◆ **BRANO DI PARTENZA**
::::

Questo interesse del politico da parte dell’economia dinamizza campi di ricerca altrimenti creduti ormai esauriti. Il lavoro di Adam Tooze del 2006 rappresenta un magistrale esempio. Rimettendo nuovamente l’economia in una posizione centrale per la comprensione del regime nazista, lo storico britannico getta nuova luce sui motivi dell’aggressione hitleriana e sulle cause del suo fallimento1. Nel caso francese, le ricerche di Michel Margairaz hanno confermato l’importanza del messaggio economico e sociale della Resistenza nella costituzione di una cultura politica di regolazione trasversale ai partiti, alla base della crescita forte e continua degli anni 1950-19602. Lo stesso schema di lettura appartiene anche a periodi più recenti. Menzionando l’esempio della perestroïka sovietica, Mark Mazower mostra quanto una riforma economica di ampio respiro possa influire sulla trasformazione dello scenario politico di una società. Nello spirito di Michail Gorbačëv, la riorganizzazione del sistema economico russo doveva essere funzionale all’abbandono del socialismo di Stato e alla «democratizzazione di tutte le parti della nostra società»3.

La storia economica del politico proposta nell’opera si oppone così alla convinzione degli economisti «neoclassici» e «neokeynesiani» secondo cui gli strumenti forgiati dalla «scienza economica» basterebbero a spiegare la dinamica del capitalismo. Aderendo, in questo, all’«approccio istituzionalista»4 difeso da alcuni economisti eterodossi. Sulla scia dei primi regolazionisti degli anni Settanta (Michel Aglietta, Robert Boyer, Benjamin Coriat) sostengono, a fianco di Karl Polanyi, che l’economica politica sia immersa nella storia5. I lavori degli economisti Bruno Amable e Stefano Palombarini mantengono comunque forti legami con la nostra prima preoccupazione, sottolineare l’interrelazione costante tra il politico e l’economico, «campi autonomi, che rispondono [certo] a logiche irriducibili l’una all’altra», ma che si evolvono «condizionandosi reciprocamente senza che nessuna delle due determini strettamente la dinamica dell’altra»6. Questo appello aderisce nel suo obiettivo al pensiero di Thomas Piketty che nelle conclusioni del suo best seller fa riferimento ad un’«economia politica e storica» che studia unitamente le evoluzioni politiche ed economiche nella lunga durata7. Studiare le complesse relazioni tra le leggi economiche e il modo in cui le élites pensano e praticano la politica è una necessità per scrivere una «storia multidimensionale del capitale e delle relazioni di potere»; l’economista e i numerosi storici che ne seguono le orme la esprimono all’interno di una stimolante pubblicazione nelle Annales8.

::::

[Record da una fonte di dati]
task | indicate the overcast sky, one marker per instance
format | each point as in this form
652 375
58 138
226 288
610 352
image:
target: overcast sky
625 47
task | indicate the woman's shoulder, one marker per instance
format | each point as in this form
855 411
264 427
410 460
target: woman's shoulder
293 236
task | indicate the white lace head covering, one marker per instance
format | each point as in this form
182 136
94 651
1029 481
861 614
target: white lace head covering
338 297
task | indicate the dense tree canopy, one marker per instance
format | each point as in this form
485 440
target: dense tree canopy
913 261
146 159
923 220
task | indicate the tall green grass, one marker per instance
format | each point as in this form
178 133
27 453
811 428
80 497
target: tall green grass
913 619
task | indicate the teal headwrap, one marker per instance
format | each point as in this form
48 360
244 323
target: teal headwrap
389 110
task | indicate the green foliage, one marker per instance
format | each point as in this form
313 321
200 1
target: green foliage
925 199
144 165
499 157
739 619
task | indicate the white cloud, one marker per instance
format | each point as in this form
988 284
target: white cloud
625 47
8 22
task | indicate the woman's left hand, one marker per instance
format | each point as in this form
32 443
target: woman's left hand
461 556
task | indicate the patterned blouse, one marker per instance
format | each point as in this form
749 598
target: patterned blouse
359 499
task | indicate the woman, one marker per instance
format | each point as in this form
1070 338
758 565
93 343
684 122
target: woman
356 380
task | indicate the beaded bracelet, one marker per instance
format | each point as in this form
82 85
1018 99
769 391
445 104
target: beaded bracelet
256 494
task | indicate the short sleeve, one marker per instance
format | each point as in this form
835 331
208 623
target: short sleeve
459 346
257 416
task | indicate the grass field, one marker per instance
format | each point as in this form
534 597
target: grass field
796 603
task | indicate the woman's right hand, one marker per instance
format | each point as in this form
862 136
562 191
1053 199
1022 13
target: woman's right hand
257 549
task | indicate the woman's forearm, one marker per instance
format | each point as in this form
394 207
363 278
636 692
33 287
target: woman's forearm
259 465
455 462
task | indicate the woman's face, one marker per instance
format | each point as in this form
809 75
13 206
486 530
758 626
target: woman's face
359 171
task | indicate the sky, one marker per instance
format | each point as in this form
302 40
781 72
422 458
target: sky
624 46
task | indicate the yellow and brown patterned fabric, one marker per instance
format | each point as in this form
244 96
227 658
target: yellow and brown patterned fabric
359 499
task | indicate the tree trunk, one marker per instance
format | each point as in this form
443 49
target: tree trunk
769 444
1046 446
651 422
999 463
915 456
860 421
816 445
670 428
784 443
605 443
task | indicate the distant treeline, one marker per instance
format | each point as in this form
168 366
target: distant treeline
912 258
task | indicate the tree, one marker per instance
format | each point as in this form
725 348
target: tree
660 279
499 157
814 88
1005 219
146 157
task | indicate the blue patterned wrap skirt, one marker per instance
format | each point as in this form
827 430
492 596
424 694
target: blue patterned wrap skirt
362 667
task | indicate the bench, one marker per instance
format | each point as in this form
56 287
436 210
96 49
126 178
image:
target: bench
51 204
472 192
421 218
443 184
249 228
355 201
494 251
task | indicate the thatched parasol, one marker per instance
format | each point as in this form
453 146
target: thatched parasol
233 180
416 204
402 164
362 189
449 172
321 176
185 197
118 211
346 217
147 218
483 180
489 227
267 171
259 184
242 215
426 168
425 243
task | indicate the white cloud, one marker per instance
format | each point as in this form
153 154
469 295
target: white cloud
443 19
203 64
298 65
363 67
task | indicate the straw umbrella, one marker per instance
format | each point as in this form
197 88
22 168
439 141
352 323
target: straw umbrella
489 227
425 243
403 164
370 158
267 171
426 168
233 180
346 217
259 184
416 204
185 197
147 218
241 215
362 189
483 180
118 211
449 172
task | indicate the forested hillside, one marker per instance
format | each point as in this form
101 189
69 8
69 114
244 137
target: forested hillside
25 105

::::

◆ **COMPITI RICHIESTI**
1. Riscrivi sotto forma di elenco il paragrafo del brano che inizia con "Questo interesse del politico", conservandone i fatti principali.
2. Riporta nei record tutto ciò che va dalla riga contenente "task | indicate the straw" fino alla fine dei record, estremi compresi.
I record non hanno alcun legame con il brano.

◆ **RISPOSTE**
1.
- L'interesse dell'economia per il politico rinnova campi di ricerca ritenuti ormai esauriti.
- Adam Tooze (2006) rimette l'economia al centro della comprensione del regime nazista. Così fa luce sui motivi dell'aggressione hitleriana e sulle cause del suo fallimento.
- Michel Margairaz conferma l'importanza del messaggio economico e sociale della Resistenza francese. Quel messaggio ha contribuito a formare una cultura politica di regolazione trasversale ai partiti, alla base della crescita forte e continua degli anni 1950-1960.
- Mark Mazower, con l'esempio della perestroïka sovietica, mostra quanto un'ampia riforma economica possa trasformare lo scenario politico di una società.
- Per Michail Gorbačëv, la riorganizzazione del sistema economico russo doveva servire all'abbandono del socialismo di Stato e alla democratizzazione della società.

2.
task | indicate the straw umbrella, one marker per instance
format | each point as in this form
197 88
22 168
439 141
352 323
target: straw umbrella
489 227
425 243
403 164
370 158
267 171
426 168
233 180
346 217
259 184
416 204
185 197
147 218
241 215
362 189
483 180
118 211
449 172
task | indicate the forested hillside, one marker per instance
format | each point as in this form
101 189
69 8
69 114
244 137
target: forested hillside
25 105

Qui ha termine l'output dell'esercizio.